(Data supplied)
◇ ◇ ◇ ◇

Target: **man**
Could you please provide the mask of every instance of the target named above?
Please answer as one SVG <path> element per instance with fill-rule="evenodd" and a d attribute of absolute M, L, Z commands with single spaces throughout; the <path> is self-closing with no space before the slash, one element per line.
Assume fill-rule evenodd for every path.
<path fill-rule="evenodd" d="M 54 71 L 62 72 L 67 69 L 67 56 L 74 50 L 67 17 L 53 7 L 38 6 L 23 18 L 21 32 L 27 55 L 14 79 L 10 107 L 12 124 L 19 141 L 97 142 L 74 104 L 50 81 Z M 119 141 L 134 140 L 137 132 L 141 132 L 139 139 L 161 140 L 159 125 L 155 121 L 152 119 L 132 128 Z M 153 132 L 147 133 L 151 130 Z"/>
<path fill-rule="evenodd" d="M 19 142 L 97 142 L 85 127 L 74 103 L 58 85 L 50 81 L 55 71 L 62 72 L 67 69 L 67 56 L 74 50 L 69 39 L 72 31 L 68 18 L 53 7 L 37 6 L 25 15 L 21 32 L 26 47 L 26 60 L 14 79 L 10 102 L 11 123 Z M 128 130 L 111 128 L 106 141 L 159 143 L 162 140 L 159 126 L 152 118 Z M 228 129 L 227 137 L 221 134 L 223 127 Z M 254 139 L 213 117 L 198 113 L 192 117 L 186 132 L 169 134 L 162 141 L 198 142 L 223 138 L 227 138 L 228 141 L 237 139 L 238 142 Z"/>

◇ ◇ ◇ ◇

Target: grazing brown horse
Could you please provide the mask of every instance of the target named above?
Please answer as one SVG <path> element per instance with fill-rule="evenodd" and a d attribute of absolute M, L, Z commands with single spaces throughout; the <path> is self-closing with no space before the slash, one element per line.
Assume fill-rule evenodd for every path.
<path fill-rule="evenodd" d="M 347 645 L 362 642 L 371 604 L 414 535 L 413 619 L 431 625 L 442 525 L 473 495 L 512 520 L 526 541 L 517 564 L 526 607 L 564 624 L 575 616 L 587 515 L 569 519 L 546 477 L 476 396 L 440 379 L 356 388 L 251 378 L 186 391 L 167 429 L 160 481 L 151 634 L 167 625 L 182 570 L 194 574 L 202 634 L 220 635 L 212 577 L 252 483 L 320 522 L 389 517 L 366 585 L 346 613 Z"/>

◇ ◇ ◇ ◇

(Given request) Reproduce everything in the material above from the line that contains "Target: grazing brown horse" down to the line that contains "347 645 L 362", keeping both of those lines.

(The result)
Target: grazing brown horse
Could you please provide the mask of every instance of the target named above?
Please answer as one SVG <path> element per instance with fill-rule="evenodd" and a d attribute of absolute M, L, Z commands with single spaces throughout; the <path> is self-closing with no space before the slash, one element per line.
Assume fill-rule evenodd for every path.
<path fill-rule="evenodd" d="M 347 645 L 362 642 L 371 604 L 414 535 L 413 619 L 431 625 L 442 525 L 473 495 L 512 520 L 526 541 L 517 564 L 526 607 L 564 624 L 575 616 L 587 515 L 569 519 L 546 477 L 476 396 L 440 379 L 356 388 L 251 378 L 186 391 L 167 429 L 160 481 L 151 634 L 167 625 L 182 570 L 194 574 L 202 634 L 220 635 L 212 577 L 252 483 L 320 522 L 389 517 L 366 585 L 346 613 Z"/>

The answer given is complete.